Facebook dreams of better network connectivity platforms – Part 1


Facebook's decision to launch the Open Compute Project (OCP) six years ago was a good one. At the time, Facebook was in the process of opening its first data centre, having previously leased space in various third party colocation facilities. As it constructed this first facility in Prineville, Oregon the company realised that it was going to have to build faster, cheaper and smarter if this strategy were to succeed, and that to keep up with its phenomenal growth it would have to open massive data centres in multiple locations.

In 2016, Facebook kicked off the Telecom Infra Project (TIP) with a mission to take the principles of the Open Compute Project (OCP) model and apply them to software systems and components involved in access, backhaul and core networks. The first TIP design ideas look solid and have quickly gained industry support. Among these is Voyager, a 'white box' transponder and routing platform based on Open Packet DWDM. This open line system will include Yang software data models of each component in the system and an open northbound software interface (such as NETCONF or Thrift) to the control plane software, essentially allowing multiple applications to run on top of the open software layer. The DWDM transponder hardware includes DSP ASICs and complex optoelectronic components, and thus accounts for much of the cost of the system.

The hardware design leverages technologies implemented in Wedge 100, Facebook's top-of-rack switch, including the same Broadcom Tomahawk switching ASIC. It also uses the DSP ASIC and optics module (AC400) from Acacia Communications for the DWDM line side with their open development environment. Several carriers and data centre operators have already begun testing Voyager platforms from multiple vendors.

In November 2016, Facebook outline its next TIP plans including Open Packet DWDM for metro and long-haul optical transport networks. This idea is intended to enable a clean separation of software and hardware based on open specifications. Again, there is early support for a platform with real world possibilities, either within Facebook's global infrastructure or as an open source specification that is ultimately adopted by others.

_EXTRACTED ENTRIES:_

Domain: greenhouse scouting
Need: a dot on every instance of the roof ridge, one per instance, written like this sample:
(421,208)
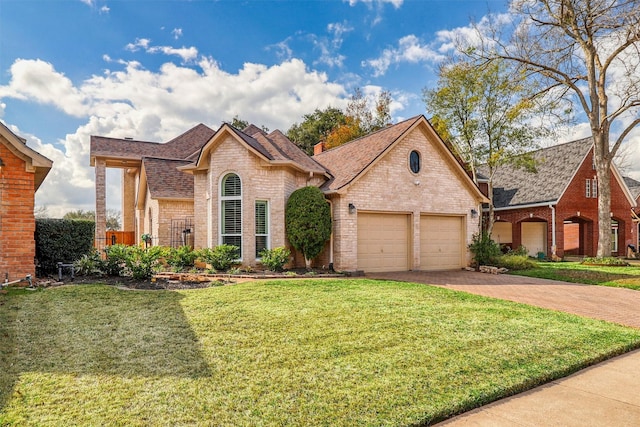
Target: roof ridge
(414,118)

_TASK SET:_
a. Copy the greenhouse scouting rows line for line, without the picture.
b. Carry on the excerpt about Facebook's open network platforms from its last sentence.
The rows have no connection to the text about Facebook's network platforms.

_FINAL ANSWERS:_
a.
Domain: greenhouse scouting
Need: a dot on every instance of the roof ridge, one per instance, written like this sample:
(421,208)
Target: roof ridge
(414,118)

b.
What's cooking at Facebook's network connectivity labs

At its recent F8 Developer’s conference in San Jose, Facebook highlighted several other telecom-related R&D projects out of its network connectivity lab that seem to be more whimsical fancy than down-to-earth practicality. In the big picture, these applied research projects could be game-changers in the race to the billions of people worldwide currently without Internet access, or potential Facebook users of the future. Facebook said its goal here is to bring down the cost of connectivity by an 'order of magnitude', a pretty high bar considering the pace of improvement already seen in mobile networking technologies.

This article will focus on three projects mentioned at this year's F8 keynote, namely: Terragraph, a 60 GHz multi-node wireless system for dense urban areas that uses radios based on the WiGig standard; Aquila, a solar-powered drone for Internet delivery from the stratosphere; and Tether-tenna, a sort of helicopter drone with a base station. It is not clear if these three projects will eventually become part of the TIP of even if they will progress beyond lab trials.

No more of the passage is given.